Como também, entende a Requerente que os ajustamentos em inventários, registados contabilisticamente em 2010, no montante de 2 645 938,00 euros respeitaram as regras contabilísticas em vigor, ficando provada a sua substância económica.

Para além do mais, integrando os ajustamentos em inventários um custo para as empresas, para que os mesmos sejam dedutíveis devem respeitar o princípio geral de dedutibilidade de gastos previsto no art. 23.º do CIRC e a partir do momento em que os ativos são aceites como parte integrante do lucro tributável, não se coloca a questão de saber se os mesmos são ou não indispensáveis à fonte produtiva,  nem se  se destinam à obtenção do lucro sujeito a imposto.

Tarefa obrigatória 1: Resuma em duas frases o excerto sobre os ajustamentos em inventários.
As entradas que se seguem não guardam qualquer relação com o excerto.

Dados:
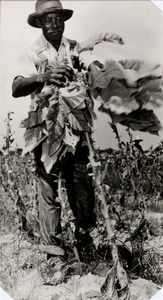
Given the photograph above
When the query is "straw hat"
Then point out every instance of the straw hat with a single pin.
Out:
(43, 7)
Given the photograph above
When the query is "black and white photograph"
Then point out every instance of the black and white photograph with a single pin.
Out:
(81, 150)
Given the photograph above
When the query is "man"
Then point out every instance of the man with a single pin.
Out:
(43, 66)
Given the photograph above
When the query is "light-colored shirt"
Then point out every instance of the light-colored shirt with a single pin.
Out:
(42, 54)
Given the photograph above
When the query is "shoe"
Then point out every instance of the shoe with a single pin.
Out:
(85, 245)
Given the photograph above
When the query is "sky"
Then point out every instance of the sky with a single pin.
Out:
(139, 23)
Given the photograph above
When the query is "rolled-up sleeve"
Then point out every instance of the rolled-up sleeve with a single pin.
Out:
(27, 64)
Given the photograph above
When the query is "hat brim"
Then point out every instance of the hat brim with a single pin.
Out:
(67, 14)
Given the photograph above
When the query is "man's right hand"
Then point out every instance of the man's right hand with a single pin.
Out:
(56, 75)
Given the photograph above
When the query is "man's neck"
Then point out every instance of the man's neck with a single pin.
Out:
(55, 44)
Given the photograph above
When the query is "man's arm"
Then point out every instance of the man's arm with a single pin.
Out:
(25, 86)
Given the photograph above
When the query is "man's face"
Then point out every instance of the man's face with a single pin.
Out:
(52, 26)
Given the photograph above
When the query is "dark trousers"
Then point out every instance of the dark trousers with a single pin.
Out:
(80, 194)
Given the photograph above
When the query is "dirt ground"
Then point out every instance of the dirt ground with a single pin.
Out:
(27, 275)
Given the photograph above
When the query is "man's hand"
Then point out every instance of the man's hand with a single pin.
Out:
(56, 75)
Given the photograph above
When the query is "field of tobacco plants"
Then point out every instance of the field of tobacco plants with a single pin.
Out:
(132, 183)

Tarefa obrigatória 2: Extraia das entradas todas as linhas que contenham a palavra "neck", distinguindo maiúsculas de minúsculas.

Resposta final 1: A Requerente entende que os ajustamentos em inventários registados contabilisticamente em 2010, no montante de 2 645 938,00 euros, respeitaram as regras contabilísticas em vigor e tiveram a sua substância económica provada. Sendo esses ajustamentos um custo para as empresas, a sua dedutibilidade depende do princípio geral previsto no art. 23.º do CIRC; a partir do momento em que os ativos são aceites como parte integrante do lucro tributável, deixa de se colocar a questão de serem indispensáveis à fonte produtiva ou de se destinarem à obtenção do lucro sujeito a imposto.

Resposta final 2:
When the query is "man's neck"
Then point out every instance of the man's neck with a single pin.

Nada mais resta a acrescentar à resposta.